Task to carry out — Would it be possible to quote, exactly and in full, the lines from the one with "Tell me — is the crown" through the end of the entries below?

Provided records —

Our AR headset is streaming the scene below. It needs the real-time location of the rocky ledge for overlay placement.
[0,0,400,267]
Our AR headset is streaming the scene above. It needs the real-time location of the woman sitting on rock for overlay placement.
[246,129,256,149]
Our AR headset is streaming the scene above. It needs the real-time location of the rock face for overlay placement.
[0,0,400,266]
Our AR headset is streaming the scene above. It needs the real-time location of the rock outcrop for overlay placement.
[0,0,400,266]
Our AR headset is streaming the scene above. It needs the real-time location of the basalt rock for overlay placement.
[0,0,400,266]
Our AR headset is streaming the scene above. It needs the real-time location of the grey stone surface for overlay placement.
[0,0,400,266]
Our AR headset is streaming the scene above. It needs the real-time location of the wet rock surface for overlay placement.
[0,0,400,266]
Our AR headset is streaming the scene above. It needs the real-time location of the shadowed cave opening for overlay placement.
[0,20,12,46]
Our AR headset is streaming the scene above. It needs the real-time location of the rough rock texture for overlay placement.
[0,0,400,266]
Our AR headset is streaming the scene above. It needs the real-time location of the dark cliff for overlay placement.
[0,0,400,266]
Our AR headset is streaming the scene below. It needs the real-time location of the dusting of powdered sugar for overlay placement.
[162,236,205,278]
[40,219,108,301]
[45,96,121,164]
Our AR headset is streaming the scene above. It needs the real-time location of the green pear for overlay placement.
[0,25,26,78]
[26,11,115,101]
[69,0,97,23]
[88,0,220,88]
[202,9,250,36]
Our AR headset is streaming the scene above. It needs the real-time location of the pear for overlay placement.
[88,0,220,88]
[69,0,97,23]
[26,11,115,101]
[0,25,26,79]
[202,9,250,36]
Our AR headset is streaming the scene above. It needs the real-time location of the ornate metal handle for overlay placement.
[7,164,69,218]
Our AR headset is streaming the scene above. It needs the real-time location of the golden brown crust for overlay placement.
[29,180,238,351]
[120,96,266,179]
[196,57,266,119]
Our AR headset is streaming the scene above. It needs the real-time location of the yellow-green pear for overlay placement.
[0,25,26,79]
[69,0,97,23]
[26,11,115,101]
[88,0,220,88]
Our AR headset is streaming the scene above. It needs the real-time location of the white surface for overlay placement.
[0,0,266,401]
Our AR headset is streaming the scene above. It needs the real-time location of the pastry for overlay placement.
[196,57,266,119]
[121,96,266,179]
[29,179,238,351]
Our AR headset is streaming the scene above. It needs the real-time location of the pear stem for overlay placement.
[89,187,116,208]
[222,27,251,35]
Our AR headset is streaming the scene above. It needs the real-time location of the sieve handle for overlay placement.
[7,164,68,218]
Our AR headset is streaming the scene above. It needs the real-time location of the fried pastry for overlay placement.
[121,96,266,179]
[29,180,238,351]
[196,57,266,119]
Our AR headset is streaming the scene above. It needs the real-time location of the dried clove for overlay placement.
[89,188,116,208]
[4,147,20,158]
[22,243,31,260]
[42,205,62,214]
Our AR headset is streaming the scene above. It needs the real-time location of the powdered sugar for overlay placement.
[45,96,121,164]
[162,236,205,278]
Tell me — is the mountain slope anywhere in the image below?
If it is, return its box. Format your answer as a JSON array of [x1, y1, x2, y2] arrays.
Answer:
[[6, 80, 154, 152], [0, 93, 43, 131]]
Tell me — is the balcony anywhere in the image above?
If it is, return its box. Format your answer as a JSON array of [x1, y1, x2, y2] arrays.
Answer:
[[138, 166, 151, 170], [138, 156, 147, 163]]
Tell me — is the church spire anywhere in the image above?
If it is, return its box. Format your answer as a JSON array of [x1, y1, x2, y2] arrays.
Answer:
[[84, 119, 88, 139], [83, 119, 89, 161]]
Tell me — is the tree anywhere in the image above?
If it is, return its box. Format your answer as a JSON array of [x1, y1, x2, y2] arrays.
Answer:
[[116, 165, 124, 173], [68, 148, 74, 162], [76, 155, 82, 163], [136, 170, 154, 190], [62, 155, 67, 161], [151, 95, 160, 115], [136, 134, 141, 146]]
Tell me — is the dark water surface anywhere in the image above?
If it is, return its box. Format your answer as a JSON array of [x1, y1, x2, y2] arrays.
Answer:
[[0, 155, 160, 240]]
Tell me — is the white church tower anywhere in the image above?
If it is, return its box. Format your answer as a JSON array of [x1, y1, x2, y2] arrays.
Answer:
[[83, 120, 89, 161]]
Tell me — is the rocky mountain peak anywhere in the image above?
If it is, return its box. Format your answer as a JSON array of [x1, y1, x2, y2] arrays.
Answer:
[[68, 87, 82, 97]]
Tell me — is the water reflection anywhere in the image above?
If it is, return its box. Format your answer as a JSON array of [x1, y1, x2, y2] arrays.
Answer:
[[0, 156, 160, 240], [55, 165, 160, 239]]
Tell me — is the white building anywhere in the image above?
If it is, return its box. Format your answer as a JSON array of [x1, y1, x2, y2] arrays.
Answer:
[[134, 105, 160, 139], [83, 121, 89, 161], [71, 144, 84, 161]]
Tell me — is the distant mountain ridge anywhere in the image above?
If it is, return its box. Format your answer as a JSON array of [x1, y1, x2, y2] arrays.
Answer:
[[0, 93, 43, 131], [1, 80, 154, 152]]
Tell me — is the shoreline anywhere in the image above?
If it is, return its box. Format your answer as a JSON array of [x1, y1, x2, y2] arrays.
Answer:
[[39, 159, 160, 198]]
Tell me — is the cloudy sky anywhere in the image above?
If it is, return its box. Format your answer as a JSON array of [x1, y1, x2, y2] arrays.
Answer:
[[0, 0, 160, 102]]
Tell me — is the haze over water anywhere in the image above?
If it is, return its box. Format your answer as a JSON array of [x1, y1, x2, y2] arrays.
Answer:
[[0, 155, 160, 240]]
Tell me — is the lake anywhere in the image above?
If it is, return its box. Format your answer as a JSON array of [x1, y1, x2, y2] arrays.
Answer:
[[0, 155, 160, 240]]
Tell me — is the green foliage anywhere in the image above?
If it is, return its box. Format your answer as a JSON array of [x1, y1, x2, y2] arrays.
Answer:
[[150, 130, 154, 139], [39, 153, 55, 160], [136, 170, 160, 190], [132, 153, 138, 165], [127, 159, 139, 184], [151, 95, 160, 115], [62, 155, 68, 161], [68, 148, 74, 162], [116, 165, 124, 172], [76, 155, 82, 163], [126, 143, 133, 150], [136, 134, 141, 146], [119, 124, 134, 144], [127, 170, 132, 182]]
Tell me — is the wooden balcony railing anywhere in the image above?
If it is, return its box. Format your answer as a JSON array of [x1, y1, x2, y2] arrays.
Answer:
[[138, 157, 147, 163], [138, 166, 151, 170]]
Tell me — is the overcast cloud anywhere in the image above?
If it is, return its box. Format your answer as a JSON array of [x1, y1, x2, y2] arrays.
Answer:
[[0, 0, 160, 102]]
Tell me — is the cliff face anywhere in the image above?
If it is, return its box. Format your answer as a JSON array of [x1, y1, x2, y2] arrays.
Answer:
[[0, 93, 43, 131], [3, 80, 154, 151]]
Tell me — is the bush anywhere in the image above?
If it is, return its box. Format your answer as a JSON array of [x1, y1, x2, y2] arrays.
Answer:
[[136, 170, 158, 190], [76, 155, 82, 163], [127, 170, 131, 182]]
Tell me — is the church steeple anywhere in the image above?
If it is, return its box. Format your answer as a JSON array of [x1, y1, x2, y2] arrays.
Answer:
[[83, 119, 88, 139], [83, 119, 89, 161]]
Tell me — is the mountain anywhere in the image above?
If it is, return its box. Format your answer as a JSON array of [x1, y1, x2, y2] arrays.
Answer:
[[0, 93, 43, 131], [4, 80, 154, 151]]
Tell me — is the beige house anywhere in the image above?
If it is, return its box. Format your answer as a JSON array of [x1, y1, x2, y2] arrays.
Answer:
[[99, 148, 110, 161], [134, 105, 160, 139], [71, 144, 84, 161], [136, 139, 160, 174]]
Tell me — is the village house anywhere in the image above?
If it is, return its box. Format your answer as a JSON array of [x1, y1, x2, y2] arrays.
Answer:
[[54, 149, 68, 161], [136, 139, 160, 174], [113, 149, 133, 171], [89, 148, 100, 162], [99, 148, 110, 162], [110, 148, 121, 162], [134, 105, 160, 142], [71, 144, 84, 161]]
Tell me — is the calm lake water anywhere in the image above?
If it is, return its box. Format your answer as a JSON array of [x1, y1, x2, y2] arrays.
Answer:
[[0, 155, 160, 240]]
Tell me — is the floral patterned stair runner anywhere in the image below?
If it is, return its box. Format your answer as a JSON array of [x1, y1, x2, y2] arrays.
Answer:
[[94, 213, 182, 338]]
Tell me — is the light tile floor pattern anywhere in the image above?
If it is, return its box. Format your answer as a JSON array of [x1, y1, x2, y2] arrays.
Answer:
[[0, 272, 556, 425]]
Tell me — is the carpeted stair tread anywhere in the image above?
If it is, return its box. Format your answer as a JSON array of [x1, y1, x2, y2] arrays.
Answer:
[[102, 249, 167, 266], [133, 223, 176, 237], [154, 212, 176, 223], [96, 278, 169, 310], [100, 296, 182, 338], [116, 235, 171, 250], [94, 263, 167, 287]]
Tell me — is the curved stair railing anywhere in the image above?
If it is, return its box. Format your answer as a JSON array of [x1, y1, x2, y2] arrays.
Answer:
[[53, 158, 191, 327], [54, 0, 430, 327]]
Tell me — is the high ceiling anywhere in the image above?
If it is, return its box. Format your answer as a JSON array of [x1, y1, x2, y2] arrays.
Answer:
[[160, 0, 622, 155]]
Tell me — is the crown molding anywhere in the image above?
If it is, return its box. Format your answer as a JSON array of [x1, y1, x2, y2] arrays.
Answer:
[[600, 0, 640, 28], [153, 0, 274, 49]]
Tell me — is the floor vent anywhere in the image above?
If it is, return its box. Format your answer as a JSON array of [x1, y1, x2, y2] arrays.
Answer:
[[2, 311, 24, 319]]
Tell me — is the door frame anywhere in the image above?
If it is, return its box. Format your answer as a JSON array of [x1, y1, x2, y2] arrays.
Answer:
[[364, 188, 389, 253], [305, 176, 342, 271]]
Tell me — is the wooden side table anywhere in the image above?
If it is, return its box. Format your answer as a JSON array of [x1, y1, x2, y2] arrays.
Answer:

Output of the exercise —
Tell me — is the crown molding anywhere in the image above?
If it is, return its box. Format your answer as a JSON array of [x1, y1, x2, y2] arrays.
Answer:
[[600, 0, 640, 28], [153, 0, 274, 49]]
Tell me — is the floor vent anywhere in the image above?
If it is, return its box. Format your answer as a JSON array of [x1, y1, x2, y2] arrays.
Answer:
[[2, 311, 24, 319]]
Tell me — is the door frame anywhere in the image above?
If it is, return its box. Format your answer as a JSON array of [x1, y1, x2, y2] arrays.
Answer:
[[364, 188, 389, 253], [305, 176, 342, 271]]
Tell me — is the wooden side table anywhere in the image above?
If it is, return its box. Format your answer as a JSON array of [x1, y1, x2, y2] arrays.
Answer:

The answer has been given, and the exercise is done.